### What is required:
Filter the entries below and copy out each line that contains the word "hair".
******************************
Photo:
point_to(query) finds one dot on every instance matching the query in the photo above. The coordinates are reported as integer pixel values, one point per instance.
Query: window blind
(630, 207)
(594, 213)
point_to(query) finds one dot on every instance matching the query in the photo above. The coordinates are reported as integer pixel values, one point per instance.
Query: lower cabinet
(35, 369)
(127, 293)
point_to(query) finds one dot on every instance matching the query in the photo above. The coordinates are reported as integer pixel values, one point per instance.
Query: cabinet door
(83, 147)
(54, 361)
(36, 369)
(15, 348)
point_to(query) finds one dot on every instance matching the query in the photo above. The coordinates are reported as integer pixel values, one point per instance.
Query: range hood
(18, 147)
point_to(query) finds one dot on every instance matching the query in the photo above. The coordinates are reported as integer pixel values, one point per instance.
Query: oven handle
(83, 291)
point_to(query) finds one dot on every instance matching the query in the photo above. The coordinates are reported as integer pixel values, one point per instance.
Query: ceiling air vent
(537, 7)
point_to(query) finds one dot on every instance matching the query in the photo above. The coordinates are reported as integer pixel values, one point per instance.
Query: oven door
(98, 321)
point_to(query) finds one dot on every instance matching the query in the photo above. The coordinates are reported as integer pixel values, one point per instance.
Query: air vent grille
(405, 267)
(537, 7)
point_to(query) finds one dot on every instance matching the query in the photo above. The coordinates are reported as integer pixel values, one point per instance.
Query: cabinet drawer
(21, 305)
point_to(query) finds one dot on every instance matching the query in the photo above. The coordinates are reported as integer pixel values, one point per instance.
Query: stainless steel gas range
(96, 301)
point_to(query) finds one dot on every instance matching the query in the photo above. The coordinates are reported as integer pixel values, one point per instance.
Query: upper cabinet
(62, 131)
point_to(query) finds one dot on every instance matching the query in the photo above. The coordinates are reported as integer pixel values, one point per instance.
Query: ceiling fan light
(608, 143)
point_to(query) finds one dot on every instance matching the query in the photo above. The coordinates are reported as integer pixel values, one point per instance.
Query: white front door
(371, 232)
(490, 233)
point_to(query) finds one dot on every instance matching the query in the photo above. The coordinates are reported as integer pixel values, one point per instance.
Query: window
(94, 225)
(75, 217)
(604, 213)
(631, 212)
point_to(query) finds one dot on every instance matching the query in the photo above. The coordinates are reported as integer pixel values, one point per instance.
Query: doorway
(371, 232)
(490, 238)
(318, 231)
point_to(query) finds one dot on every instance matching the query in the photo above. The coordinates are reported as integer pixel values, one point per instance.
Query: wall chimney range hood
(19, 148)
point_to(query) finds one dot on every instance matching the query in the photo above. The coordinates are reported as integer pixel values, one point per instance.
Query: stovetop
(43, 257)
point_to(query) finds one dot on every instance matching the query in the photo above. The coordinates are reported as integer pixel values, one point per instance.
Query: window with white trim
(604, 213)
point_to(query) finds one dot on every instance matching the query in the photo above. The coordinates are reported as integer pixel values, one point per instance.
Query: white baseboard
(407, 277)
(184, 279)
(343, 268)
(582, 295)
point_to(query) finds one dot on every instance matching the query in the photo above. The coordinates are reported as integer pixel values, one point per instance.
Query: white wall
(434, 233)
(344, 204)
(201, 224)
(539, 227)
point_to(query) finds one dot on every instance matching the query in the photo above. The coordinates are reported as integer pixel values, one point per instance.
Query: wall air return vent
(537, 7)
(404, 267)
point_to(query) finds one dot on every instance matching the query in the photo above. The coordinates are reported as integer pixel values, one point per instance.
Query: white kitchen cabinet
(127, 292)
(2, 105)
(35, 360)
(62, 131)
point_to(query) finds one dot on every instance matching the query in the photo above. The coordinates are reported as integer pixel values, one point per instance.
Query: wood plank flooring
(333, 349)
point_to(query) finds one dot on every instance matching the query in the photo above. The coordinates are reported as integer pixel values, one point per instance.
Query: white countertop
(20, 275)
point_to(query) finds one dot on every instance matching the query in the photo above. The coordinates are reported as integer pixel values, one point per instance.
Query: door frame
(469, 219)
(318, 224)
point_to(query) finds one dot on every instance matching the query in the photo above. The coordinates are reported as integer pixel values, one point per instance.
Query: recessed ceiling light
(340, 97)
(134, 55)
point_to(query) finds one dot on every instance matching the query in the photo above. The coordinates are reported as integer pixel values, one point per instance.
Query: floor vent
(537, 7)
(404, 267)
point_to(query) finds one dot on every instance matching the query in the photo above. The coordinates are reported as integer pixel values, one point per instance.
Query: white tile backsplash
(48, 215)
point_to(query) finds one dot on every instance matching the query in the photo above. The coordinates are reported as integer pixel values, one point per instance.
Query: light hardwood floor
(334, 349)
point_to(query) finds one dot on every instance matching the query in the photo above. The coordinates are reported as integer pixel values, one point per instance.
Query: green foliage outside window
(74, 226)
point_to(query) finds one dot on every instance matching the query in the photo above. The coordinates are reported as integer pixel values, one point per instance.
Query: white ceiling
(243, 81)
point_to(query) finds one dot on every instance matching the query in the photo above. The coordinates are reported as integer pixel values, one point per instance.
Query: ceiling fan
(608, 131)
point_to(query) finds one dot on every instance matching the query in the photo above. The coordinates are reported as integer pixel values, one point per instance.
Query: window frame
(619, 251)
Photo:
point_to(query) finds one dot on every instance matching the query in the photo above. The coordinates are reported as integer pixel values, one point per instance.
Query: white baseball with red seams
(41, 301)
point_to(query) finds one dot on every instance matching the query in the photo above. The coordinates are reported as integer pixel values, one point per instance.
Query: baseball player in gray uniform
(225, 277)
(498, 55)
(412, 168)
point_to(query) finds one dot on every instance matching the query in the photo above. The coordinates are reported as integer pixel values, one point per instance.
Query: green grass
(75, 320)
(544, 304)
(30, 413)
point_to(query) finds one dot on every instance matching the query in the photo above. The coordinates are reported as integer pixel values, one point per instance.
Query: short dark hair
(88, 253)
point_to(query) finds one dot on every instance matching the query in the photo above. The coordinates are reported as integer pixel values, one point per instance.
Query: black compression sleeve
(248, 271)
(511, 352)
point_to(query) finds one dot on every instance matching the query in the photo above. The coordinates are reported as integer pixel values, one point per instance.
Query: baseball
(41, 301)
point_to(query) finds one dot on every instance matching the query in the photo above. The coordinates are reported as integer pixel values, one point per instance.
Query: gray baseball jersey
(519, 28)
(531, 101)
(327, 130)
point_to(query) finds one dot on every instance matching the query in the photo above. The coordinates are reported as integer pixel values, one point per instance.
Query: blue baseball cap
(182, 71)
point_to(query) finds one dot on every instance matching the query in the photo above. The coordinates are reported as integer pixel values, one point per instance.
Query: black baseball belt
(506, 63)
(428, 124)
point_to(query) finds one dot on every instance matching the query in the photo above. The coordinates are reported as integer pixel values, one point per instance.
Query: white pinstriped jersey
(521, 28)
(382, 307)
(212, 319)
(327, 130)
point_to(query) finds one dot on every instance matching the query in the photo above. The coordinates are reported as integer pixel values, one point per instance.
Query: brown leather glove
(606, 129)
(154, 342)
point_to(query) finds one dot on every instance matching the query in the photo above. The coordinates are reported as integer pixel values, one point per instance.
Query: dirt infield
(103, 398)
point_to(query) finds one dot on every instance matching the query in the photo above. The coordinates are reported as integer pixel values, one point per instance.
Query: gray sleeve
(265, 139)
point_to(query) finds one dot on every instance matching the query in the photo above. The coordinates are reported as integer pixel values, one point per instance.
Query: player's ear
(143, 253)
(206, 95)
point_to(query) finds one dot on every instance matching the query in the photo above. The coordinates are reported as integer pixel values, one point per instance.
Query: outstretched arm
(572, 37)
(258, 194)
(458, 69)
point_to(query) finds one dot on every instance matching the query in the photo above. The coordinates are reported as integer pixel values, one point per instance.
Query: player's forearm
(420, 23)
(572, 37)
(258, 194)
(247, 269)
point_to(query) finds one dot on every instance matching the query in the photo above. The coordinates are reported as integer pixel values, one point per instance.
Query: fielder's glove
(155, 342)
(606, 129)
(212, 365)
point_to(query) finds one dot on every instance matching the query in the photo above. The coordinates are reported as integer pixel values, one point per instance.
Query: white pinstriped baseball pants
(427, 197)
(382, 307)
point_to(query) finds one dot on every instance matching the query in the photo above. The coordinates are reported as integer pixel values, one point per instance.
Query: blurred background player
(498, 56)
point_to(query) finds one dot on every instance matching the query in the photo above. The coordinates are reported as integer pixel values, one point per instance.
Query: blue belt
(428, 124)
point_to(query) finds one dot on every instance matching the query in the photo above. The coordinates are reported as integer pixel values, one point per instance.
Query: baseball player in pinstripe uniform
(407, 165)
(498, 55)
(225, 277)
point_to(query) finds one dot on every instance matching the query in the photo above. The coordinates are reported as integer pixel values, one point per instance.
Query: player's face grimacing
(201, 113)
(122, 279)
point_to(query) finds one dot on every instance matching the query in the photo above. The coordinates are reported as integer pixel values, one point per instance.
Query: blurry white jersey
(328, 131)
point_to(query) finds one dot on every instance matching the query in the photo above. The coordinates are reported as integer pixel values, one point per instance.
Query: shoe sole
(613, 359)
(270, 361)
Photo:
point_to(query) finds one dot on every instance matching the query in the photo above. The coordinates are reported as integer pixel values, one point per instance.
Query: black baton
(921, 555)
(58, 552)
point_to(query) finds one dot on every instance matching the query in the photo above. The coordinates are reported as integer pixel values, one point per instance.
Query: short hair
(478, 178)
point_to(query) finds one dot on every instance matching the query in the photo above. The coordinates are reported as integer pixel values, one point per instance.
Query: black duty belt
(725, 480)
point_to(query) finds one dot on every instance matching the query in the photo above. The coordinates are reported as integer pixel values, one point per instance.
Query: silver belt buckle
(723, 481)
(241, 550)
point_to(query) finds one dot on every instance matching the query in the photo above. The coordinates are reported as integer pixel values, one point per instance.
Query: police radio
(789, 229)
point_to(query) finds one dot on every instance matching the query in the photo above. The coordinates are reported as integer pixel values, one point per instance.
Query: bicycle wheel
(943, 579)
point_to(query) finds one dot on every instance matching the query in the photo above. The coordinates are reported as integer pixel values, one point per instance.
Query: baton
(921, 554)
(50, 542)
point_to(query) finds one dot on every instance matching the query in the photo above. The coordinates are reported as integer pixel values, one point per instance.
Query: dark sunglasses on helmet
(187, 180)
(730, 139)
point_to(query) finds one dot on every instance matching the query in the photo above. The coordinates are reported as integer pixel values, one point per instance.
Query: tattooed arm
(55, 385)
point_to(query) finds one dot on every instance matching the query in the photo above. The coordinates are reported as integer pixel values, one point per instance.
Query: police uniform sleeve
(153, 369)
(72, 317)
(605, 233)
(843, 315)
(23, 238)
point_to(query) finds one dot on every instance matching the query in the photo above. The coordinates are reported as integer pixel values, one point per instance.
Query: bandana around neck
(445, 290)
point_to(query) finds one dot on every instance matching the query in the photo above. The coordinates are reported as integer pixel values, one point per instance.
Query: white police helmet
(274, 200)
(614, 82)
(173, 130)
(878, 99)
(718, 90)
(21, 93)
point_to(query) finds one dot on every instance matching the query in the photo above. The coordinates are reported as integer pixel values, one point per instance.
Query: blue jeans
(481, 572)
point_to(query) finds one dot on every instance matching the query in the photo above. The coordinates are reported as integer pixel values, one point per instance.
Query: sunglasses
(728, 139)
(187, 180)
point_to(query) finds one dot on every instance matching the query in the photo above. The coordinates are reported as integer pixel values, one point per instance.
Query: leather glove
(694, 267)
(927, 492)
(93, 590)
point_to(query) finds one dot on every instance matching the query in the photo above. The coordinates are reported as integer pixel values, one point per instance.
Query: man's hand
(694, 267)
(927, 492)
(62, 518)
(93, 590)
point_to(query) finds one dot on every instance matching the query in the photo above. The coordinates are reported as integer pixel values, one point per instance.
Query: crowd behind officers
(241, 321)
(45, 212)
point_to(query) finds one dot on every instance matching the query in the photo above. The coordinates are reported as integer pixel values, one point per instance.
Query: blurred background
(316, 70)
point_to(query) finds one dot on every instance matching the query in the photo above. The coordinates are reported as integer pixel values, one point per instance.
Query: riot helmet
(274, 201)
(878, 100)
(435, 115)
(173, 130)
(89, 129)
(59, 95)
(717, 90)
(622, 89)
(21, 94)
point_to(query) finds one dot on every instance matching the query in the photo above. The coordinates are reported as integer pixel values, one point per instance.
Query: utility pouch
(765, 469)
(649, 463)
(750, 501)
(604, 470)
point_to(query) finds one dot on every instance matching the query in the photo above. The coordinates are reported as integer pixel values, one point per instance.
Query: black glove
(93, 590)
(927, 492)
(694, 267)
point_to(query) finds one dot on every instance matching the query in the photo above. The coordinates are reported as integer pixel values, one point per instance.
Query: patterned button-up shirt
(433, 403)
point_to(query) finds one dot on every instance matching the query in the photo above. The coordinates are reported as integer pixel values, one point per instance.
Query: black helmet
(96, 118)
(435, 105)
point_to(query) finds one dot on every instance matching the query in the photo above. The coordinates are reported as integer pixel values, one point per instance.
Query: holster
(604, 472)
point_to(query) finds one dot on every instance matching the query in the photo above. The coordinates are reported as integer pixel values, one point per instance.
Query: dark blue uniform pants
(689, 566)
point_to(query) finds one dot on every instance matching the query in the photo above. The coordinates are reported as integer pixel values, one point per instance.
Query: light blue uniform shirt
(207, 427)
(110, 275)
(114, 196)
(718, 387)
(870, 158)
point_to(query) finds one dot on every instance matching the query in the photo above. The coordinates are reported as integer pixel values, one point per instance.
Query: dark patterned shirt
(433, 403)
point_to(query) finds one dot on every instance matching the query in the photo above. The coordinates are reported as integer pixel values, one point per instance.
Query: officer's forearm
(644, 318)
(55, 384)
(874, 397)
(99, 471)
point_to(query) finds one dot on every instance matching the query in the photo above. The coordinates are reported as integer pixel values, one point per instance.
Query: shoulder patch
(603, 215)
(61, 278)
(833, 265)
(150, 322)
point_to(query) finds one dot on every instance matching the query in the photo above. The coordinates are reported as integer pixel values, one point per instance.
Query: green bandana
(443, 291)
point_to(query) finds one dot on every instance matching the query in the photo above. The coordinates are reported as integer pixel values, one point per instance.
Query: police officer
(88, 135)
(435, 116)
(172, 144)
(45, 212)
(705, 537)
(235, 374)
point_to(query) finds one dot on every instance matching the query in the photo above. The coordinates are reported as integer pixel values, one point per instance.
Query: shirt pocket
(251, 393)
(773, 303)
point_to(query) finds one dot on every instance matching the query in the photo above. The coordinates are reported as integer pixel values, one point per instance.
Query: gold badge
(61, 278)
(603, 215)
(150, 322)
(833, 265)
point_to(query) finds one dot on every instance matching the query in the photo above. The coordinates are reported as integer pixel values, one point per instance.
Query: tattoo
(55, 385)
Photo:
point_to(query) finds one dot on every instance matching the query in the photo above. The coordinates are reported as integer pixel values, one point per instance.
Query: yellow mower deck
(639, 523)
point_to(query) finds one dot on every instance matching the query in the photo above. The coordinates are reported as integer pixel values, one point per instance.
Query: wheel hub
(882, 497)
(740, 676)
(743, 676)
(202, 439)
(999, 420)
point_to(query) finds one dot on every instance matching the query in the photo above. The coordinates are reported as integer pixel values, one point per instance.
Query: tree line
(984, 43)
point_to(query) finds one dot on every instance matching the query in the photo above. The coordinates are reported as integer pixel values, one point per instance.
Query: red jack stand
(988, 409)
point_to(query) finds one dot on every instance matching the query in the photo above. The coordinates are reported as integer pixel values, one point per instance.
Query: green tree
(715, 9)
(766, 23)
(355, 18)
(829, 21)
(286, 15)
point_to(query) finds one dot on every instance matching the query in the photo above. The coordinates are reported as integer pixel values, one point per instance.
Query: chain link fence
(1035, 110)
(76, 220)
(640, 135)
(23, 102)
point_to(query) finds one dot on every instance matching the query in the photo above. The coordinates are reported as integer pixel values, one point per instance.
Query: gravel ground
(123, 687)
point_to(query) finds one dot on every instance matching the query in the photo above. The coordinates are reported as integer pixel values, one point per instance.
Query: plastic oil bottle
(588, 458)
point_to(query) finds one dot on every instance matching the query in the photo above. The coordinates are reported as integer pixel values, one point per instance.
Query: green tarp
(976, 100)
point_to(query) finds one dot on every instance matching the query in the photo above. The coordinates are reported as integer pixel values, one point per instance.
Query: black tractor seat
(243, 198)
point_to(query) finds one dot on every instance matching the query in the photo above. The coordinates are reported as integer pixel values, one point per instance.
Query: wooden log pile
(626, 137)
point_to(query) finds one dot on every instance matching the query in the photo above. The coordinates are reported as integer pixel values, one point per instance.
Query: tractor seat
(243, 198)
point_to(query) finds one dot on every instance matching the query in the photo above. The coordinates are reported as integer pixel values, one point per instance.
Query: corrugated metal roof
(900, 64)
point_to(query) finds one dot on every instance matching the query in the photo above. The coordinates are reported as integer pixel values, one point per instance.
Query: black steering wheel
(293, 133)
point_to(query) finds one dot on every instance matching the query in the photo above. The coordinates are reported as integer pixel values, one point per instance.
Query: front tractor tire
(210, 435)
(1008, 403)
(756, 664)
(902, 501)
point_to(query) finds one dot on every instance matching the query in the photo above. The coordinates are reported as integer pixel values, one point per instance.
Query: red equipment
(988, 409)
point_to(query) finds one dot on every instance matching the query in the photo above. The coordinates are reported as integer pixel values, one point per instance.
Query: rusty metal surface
******************************
### Solution to the exercise:
Query: short dark hair
Query: short hair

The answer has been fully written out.